== EXERCISE PROMPT ==
Scan the records below. List lines holding "fish".

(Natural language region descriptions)
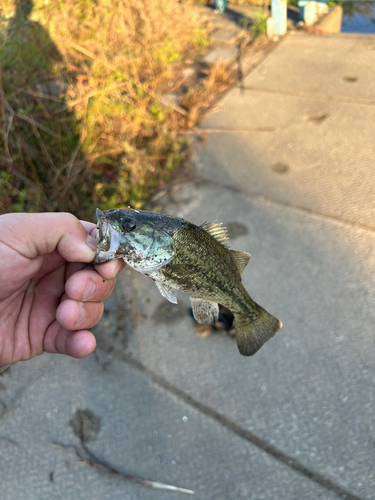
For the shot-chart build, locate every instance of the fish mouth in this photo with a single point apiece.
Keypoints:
(108, 239)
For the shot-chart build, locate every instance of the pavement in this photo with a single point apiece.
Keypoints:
(288, 165)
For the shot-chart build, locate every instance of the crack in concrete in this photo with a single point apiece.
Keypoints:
(263, 445)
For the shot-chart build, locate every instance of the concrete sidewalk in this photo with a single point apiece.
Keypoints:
(291, 173)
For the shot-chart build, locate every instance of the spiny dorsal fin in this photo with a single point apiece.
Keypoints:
(216, 230)
(241, 259)
(204, 311)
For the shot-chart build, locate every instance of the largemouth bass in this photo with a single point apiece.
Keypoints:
(179, 255)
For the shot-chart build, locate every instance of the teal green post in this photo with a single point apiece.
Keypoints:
(279, 11)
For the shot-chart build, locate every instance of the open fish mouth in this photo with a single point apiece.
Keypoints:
(108, 239)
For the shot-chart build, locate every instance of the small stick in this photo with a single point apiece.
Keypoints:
(74, 102)
(113, 472)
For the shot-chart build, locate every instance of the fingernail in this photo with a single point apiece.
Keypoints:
(91, 242)
(118, 269)
(89, 290)
(81, 315)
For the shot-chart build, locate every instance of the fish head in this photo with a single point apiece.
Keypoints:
(133, 236)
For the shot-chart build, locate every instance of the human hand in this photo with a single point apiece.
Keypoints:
(49, 293)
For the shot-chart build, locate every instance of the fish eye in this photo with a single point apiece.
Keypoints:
(128, 225)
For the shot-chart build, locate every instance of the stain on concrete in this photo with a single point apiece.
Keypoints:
(318, 117)
(85, 425)
(280, 168)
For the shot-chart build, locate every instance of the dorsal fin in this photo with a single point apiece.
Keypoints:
(241, 259)
(216, 230)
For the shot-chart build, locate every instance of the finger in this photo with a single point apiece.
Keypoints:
(110, 269)
(88, 285)
(39, 234)
(77, 344)
(75, 315)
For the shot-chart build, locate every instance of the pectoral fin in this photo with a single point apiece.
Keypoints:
(167, 292)
(205, 312)
(241, 259)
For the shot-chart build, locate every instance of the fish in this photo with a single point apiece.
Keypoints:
(197, 260)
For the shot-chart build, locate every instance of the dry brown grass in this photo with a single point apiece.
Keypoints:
(200, 98)
(81, 121)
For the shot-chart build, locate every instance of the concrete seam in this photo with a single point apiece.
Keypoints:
(322, 97)
(243, 433)
(323, 215)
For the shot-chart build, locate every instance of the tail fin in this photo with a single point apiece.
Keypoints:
(252, 334)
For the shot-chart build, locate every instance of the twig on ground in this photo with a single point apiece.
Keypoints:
(99, 467)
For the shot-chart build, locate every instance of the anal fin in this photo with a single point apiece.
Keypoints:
(204, 311)
(167, 292)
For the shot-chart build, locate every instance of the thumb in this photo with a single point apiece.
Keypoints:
(39, 234)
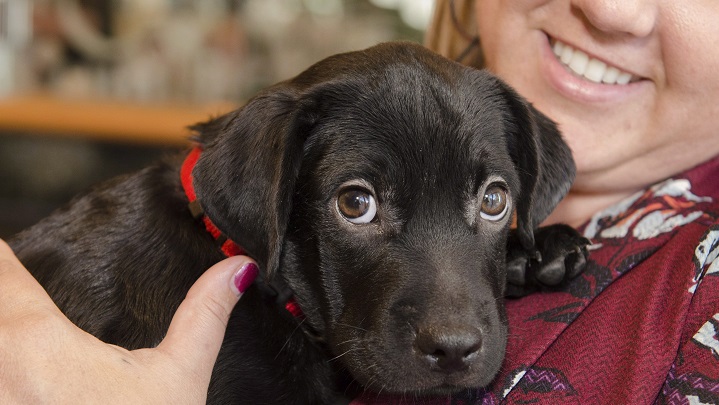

== EXPECTED OUTPUT ==
For the shot-chart build, locate every instance of the fish mouth in this photo with a single point apiece.
For the shot-chart build, locate every instance of the open fish mouth in this photo with a single point apiece.
For the shot-chart build, locate every instance of the fish head in this photo with a single point apiece.
For the shot-chart build, locate every instance of the fish eye in this photo with a single point apiece.
For the shot-chart build, locate every instance of the fish in this photo with a single point apiece.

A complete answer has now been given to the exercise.